SUPPLIED MATERIAL
>>>>>
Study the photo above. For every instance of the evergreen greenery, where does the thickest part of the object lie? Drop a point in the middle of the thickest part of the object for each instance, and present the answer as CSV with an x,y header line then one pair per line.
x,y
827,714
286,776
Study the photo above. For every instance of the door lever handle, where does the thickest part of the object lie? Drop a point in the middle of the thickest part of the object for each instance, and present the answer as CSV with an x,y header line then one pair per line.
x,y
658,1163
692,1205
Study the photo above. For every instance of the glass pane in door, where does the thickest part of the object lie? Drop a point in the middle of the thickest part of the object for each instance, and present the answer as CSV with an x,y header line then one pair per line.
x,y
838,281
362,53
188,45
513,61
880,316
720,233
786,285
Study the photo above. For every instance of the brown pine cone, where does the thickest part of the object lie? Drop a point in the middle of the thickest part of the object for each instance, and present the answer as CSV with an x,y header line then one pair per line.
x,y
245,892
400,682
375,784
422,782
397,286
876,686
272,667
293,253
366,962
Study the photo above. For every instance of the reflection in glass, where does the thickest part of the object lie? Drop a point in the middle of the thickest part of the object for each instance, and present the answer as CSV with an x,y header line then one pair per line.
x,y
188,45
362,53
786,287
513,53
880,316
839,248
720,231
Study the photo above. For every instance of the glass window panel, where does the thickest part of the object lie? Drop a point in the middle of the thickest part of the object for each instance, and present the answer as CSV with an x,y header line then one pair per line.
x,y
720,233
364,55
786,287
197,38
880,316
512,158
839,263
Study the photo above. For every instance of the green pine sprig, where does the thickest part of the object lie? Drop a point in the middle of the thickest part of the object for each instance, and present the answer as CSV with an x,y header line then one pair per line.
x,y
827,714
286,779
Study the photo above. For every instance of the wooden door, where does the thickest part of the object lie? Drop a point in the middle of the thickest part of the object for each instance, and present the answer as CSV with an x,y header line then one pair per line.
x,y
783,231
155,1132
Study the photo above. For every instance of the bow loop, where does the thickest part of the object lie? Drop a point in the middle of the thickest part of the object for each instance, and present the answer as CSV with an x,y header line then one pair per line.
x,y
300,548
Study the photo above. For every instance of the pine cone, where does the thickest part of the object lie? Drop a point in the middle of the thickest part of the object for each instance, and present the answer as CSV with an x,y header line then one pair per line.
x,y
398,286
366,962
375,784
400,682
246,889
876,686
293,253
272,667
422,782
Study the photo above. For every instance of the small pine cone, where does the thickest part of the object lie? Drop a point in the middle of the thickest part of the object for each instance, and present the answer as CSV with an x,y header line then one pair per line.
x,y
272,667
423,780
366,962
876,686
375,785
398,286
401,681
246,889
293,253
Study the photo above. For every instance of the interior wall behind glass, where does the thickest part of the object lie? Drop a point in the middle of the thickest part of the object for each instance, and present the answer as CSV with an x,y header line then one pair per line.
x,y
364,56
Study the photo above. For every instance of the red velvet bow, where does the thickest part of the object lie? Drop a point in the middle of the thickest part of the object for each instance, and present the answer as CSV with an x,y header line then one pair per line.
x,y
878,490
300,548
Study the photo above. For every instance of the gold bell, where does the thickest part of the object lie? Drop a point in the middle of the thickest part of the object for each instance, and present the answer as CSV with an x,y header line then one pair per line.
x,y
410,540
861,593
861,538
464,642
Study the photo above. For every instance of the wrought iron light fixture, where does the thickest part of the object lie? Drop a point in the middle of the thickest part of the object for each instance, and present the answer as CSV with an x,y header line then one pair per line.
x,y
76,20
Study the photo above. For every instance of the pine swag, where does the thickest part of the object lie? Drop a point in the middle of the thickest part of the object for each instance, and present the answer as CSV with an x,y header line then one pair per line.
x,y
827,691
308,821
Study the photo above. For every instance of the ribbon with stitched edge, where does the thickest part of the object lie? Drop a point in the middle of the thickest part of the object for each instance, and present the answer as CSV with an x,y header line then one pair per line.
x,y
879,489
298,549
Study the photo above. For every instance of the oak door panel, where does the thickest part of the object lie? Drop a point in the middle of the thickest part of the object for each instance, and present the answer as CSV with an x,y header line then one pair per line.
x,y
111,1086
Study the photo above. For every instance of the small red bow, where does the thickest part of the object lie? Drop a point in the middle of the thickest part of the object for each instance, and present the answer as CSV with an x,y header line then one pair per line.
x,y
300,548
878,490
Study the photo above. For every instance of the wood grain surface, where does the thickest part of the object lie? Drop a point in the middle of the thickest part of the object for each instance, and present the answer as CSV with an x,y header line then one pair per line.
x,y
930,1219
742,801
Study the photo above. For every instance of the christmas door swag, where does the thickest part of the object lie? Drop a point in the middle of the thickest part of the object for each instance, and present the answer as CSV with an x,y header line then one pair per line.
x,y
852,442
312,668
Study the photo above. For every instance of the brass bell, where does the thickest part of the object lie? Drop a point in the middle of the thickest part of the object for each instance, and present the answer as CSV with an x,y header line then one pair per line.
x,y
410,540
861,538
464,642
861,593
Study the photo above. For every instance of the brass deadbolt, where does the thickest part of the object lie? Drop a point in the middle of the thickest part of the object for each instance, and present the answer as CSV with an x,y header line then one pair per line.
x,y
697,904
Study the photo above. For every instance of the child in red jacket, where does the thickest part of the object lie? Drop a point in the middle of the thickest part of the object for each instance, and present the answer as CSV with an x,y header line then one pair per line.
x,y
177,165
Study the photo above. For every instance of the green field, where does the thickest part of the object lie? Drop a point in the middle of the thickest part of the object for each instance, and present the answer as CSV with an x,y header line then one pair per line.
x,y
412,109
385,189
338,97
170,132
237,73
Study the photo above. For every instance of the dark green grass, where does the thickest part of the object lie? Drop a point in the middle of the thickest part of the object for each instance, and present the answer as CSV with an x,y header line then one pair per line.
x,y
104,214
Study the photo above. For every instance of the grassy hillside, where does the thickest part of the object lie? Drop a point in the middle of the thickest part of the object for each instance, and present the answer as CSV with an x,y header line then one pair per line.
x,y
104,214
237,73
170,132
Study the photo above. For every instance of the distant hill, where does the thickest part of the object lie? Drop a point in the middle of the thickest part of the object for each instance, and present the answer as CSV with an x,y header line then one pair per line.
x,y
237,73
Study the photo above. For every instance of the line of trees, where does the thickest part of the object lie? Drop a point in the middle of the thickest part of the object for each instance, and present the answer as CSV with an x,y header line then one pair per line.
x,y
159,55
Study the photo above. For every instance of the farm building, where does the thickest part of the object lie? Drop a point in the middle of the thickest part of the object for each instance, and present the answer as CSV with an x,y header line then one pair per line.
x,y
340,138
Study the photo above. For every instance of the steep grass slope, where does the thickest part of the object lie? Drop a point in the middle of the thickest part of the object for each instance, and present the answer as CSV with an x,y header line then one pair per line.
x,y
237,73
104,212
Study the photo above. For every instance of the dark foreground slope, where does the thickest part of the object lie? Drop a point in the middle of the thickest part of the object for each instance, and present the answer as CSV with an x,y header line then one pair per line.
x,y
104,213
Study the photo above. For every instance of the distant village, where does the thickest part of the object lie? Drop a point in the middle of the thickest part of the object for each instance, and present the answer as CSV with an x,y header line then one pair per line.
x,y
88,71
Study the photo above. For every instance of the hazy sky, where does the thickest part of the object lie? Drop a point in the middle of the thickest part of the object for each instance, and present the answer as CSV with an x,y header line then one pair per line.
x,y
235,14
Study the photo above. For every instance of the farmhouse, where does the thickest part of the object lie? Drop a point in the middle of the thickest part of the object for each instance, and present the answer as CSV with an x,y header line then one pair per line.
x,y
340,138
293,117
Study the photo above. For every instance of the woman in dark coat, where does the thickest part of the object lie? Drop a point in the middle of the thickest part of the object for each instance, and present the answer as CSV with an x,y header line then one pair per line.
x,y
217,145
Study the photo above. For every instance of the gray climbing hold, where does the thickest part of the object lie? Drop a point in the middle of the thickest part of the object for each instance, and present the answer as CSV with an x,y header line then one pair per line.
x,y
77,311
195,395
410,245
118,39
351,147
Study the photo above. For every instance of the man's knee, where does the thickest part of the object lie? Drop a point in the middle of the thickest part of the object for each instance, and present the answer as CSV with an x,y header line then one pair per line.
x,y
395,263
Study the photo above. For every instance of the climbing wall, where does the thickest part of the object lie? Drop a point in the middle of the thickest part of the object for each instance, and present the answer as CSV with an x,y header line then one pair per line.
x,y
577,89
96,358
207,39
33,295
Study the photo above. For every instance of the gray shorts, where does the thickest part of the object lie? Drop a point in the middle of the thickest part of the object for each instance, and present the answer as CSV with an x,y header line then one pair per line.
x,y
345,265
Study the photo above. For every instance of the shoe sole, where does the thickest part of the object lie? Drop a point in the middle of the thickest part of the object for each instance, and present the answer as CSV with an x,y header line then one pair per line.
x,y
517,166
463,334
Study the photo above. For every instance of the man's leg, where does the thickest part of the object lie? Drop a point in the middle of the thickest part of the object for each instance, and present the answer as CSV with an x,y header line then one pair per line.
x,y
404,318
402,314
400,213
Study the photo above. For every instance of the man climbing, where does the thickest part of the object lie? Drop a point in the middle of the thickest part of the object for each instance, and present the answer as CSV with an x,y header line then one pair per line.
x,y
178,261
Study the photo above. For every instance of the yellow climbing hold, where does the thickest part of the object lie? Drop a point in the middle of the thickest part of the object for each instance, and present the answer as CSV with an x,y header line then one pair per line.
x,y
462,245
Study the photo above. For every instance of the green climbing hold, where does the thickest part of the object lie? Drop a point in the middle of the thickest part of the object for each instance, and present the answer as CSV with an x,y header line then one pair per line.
<<<<<
WORK TO COMPLETE
Set down, unchanged, the line that contains "Study the photo above. For every instance of the shoe" together with every later line in the records, through the last one.

RESPONSE FOR THIS EXERCISE
Study the photo above. For every instance of the shoe sole, where does the thickest part of the object lie? Drop a point in the middle of the thickest part of the object for each instance, and present the answer as CSV with an x,y header line then one pair per line.
x,y
517,166
463,334
Study the photo above. For every instance of the man's leg, where does the thickest part of the object lie? Drop a point in the middle of the thickest part of the object for each instance, and present the answer as CSV with an x,y header line then one pair per line.
x,y
404,318
402,314
400,213
Study the photo above. For every instance of the man climbing, where does the thickest part of the object lie? Drop a point in the middle of the thickest part of the object for each instance, and present the answer as CSV with an x,y header line then one pair per line.
x,y
178,261
Study the photo above. For every instance of the yellow climbing hold, where does the thickest part of the object lie? Drop a point in the middle of the thickest part of the object for each instance, and present the answer as CSV with an x,y header line then one pair per line.
x,y
462,245
Study the photo above. For every instance of the green climbing hold, where does the thickest part of the object lie? Drop a point in the middle of the thickest part of the object for each instance, and present the answer as CSV with an x,y header line then one pair per line.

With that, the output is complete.